__EXERCISE OBJECTIVE__. Write out word for word the stretch of the article on New Zealand political sporting witchcraft below, starting with "Finally, the truth" and going on through "and general witchcraftery.".

__DOCUMENT EXTRACT__.
=====

Monday 23 October 2017

Finally, the truth behind NZ Political Sporting Witchcraft Revealed

The rule book keeping politics out of sport has been firmly ripped up today, as New Zealand reels at revelations of the extent to which their leaders have been meddling with the results of their favourite teams through the medium of curses, evil spells, and general witchcraftery.

The scandal, which threatens to destroy the very seat of parliament, the Beehive, in a large prophylactic bonfire, started to unravel following the shock loss of national rugby team 'the All Blacks' to their Australian counterparts in a closely contested game on Saturday night. Curiously
named New Zealand Herald reporter, NZ Herald-Staff, noted that the loss came barely days after
noted woman Jacinda Ardern had been selected as Prime Minister. Logically, rather than sub-par
performance, excessive hunger for a win in front of a home crowd by Australia, luck of the bounce of
a ball, refereeing performance, or scapegoat waitresses being to blame for the defeat, the reversal of
result was instead due to Ms Ardern placing a supernatural hex upon the team. Further investigation
by Herald-Staff noted that this sort of unsporting behaviour had precedents, with Ms Ardern's
predecessor as Labour Party Leader, Prime Minister, and sub-duck-weighing woman Helen Clark
having held office for nine long years during which the All Blacks had lost some matches.

=====

__SOURCE MATERIAL__.
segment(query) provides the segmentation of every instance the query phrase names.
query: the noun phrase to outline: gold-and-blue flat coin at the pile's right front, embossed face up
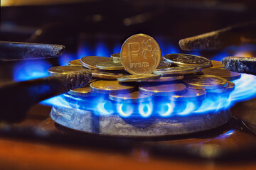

=====

__RESULT OF THIS TASK__.
Finally, the truth behind NZ Political Sporting Witchcraft Revealed

The rule book keeping politics out of sport has been firmly ripped up today, as New Zealand reels at revelations of the extent to which their leaders have been meddling with the results of their favourite teams through the medium of curses, evil spells, and general witchcraftery.